→ Instructions to follow: Extract each line from the entries below that contains the string "trailer".

>>>>

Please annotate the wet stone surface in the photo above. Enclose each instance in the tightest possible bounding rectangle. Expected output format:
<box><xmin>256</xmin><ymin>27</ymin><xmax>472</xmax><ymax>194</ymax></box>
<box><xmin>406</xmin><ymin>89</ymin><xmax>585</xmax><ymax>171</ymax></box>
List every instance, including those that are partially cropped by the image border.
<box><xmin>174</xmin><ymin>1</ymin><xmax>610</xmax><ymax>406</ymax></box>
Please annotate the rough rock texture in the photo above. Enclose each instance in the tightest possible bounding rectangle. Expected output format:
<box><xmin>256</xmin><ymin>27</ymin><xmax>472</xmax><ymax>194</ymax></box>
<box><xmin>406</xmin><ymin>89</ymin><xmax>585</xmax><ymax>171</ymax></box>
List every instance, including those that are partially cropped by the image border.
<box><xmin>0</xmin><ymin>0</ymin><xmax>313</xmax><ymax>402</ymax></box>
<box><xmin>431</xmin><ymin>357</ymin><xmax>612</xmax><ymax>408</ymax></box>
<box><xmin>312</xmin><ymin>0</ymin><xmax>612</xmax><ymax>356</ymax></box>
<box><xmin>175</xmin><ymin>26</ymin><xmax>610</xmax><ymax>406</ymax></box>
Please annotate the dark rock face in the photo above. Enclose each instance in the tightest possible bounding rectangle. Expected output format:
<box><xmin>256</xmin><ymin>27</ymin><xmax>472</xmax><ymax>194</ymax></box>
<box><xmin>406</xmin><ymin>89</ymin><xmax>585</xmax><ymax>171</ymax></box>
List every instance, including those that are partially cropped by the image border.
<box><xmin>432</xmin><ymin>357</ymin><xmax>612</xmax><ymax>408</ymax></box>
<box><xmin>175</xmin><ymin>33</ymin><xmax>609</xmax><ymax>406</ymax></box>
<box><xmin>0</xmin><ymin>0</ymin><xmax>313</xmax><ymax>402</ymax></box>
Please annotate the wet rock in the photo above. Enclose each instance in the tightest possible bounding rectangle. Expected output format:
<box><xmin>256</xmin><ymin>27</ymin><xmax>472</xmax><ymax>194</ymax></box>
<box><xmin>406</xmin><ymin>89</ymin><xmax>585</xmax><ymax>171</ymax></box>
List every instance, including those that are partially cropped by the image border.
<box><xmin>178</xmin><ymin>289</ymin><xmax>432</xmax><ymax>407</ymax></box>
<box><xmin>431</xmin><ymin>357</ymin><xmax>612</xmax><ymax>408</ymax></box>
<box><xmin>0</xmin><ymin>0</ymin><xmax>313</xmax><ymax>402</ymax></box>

<<<<
>>>>

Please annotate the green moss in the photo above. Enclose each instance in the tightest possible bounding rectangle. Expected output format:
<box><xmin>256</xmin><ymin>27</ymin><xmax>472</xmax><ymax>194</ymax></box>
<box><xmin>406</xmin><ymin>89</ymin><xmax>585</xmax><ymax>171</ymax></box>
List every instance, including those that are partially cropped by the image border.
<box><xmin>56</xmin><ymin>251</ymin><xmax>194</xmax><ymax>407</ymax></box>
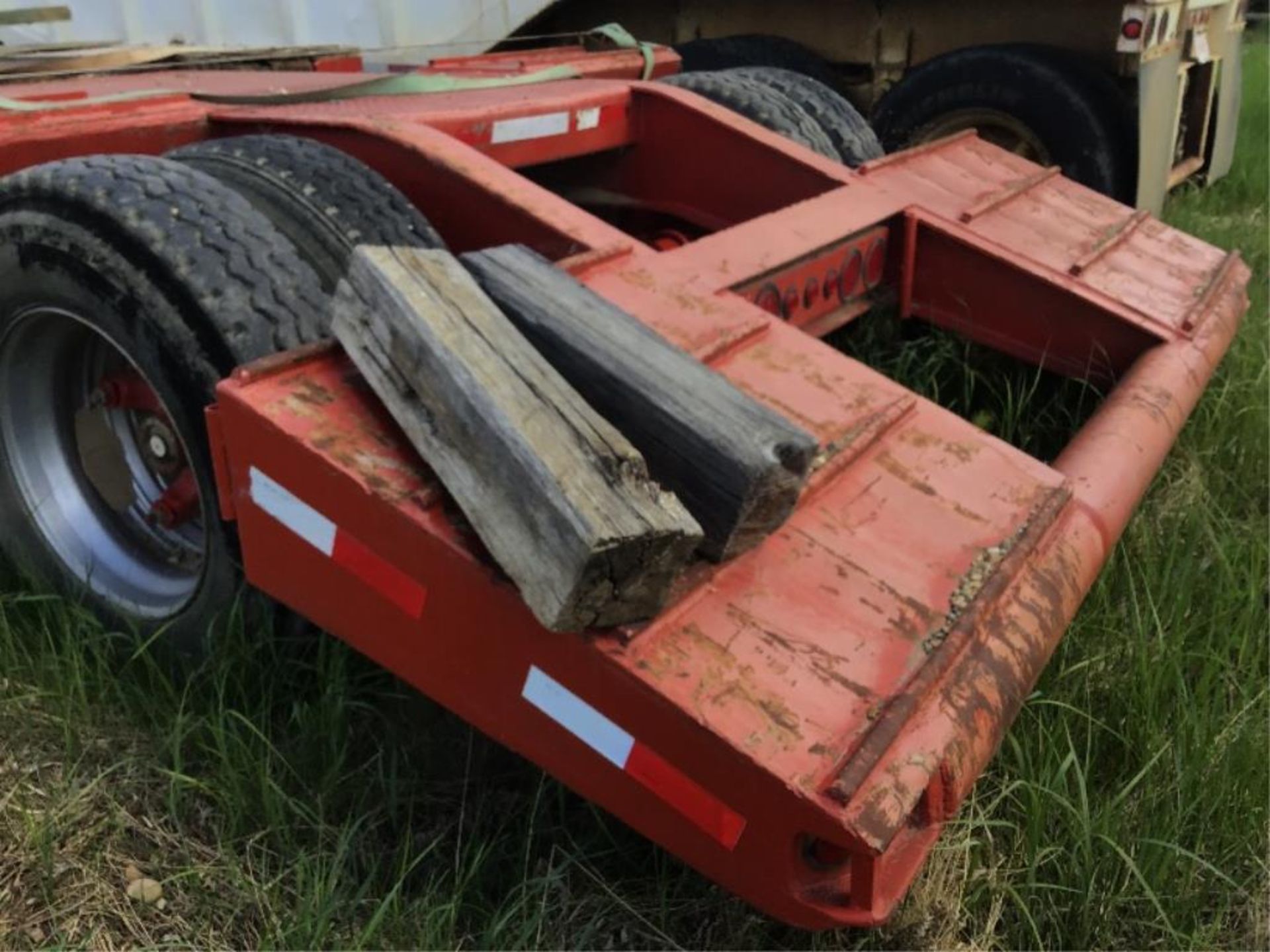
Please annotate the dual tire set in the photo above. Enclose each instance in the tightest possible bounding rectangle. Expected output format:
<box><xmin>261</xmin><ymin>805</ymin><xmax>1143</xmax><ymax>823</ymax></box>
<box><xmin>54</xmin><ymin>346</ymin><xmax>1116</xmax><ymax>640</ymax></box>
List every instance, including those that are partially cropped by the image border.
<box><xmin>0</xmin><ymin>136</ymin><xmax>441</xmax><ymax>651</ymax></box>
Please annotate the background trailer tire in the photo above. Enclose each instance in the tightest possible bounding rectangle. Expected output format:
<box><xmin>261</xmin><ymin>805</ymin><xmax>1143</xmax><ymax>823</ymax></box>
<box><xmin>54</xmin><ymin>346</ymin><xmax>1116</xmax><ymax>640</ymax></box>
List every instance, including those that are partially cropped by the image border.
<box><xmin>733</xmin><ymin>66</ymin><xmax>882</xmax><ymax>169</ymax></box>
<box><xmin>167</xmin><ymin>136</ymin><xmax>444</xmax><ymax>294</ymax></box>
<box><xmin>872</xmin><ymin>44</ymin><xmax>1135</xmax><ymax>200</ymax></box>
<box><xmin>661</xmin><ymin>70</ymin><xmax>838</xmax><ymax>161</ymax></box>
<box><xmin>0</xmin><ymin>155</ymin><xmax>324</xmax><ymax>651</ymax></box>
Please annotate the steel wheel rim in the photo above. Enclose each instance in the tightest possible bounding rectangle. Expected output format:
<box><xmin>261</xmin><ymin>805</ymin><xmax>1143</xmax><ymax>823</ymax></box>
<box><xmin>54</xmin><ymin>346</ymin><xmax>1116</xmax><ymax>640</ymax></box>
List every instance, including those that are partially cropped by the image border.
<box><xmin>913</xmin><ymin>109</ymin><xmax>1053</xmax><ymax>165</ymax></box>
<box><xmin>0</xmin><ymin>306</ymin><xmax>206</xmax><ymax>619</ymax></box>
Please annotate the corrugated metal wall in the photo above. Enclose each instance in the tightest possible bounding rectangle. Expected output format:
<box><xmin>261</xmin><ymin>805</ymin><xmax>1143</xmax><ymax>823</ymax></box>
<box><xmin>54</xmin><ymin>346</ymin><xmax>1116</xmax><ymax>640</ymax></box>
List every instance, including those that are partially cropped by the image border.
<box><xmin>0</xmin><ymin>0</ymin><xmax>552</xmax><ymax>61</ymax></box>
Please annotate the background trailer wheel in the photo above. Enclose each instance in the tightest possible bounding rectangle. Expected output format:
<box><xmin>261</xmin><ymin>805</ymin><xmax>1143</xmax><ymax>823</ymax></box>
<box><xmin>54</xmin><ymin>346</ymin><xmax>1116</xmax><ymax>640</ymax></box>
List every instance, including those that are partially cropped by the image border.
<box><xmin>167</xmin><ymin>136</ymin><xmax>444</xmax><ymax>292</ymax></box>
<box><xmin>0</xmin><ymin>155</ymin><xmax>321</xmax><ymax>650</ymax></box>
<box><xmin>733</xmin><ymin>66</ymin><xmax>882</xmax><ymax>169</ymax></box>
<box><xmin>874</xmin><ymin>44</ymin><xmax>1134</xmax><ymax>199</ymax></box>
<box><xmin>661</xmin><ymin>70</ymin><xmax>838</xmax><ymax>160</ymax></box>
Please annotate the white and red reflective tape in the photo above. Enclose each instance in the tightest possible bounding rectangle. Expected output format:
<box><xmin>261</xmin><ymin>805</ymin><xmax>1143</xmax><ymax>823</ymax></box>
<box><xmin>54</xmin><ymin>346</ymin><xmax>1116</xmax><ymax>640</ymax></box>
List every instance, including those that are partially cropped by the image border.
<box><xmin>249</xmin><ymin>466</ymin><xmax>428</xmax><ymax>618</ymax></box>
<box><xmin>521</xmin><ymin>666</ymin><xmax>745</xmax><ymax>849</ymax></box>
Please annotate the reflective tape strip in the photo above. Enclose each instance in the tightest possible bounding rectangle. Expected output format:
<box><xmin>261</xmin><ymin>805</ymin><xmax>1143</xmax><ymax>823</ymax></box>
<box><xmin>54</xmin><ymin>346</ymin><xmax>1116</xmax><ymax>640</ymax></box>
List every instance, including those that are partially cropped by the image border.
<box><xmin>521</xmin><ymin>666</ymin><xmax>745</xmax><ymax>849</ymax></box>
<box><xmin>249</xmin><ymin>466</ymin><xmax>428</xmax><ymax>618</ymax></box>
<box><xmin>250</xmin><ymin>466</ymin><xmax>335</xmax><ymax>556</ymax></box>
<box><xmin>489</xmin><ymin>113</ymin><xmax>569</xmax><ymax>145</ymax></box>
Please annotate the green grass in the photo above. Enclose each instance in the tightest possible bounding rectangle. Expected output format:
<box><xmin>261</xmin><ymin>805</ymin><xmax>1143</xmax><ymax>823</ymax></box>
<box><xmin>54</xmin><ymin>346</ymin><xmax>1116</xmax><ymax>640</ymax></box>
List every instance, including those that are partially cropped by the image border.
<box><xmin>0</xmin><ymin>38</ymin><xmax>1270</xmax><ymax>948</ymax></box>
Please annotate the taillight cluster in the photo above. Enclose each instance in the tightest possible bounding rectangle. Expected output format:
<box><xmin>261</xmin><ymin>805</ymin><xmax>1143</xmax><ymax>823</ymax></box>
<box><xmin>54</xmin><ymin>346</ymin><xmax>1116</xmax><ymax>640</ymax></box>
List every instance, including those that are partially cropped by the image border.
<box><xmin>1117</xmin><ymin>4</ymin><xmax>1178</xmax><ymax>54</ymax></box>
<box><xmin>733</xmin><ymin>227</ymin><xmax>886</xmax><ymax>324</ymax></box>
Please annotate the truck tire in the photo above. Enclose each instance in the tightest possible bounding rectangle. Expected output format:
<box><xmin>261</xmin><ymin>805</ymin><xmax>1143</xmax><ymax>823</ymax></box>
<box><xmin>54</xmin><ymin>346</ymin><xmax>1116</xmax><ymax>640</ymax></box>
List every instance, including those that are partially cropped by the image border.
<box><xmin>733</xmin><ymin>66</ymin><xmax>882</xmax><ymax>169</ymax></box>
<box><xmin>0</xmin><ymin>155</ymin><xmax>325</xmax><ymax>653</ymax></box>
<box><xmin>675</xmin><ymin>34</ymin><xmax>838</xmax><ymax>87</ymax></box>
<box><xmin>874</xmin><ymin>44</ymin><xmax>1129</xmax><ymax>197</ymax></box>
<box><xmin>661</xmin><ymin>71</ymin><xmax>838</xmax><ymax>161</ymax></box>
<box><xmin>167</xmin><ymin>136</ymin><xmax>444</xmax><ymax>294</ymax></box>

<<<<
>>>>

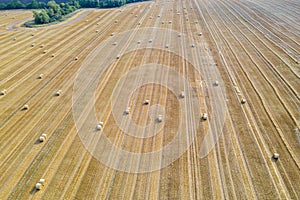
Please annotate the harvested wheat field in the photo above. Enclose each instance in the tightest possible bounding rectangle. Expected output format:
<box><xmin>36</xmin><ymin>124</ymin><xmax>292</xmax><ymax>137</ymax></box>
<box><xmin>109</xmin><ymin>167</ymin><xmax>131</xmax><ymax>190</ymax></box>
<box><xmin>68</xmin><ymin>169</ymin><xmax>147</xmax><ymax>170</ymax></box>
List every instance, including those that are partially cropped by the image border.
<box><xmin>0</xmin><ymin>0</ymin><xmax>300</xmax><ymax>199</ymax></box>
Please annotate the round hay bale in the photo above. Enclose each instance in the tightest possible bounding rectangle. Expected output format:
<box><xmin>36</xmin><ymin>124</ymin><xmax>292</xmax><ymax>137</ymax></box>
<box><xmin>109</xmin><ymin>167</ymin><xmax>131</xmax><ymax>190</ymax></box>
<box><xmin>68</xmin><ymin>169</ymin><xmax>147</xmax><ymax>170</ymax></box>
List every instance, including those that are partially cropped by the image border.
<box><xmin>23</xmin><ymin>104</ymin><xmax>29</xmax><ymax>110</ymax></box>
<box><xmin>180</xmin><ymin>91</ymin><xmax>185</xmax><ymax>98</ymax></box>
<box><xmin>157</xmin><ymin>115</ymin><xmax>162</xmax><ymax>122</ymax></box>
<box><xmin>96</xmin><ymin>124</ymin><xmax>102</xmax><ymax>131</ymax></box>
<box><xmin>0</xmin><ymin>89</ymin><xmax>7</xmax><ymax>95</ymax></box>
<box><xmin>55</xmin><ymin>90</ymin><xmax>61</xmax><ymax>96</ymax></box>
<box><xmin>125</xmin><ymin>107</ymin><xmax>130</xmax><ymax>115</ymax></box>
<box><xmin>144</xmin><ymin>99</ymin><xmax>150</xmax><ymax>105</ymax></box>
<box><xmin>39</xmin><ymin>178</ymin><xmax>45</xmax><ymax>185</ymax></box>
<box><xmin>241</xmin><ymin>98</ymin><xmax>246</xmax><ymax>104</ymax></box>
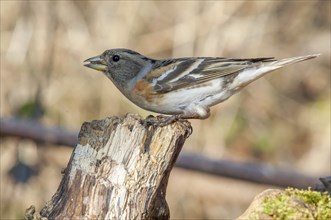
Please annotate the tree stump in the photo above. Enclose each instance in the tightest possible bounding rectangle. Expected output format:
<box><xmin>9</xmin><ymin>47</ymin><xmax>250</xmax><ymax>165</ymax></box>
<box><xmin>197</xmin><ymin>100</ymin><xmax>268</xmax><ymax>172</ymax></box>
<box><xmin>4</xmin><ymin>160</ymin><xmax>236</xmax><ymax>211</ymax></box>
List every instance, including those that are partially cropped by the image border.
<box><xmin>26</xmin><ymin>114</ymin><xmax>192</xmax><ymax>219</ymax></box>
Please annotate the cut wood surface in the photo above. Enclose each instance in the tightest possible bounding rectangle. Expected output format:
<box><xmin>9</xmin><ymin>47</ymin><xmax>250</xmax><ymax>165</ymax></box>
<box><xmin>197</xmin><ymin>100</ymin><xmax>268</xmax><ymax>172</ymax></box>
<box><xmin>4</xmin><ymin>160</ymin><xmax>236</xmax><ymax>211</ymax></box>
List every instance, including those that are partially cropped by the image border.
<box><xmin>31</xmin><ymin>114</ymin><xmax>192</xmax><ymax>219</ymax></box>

<<<<

→ Task answer:
Please annotate the background trailer tire in the photo above. Enclose each instance in the tightest possible bounding rectangle. Expected output format:
Please annotate the background trailer wheel in the photo above. Enclose each instance in the tightest possible bounding rectangle. Expected output format:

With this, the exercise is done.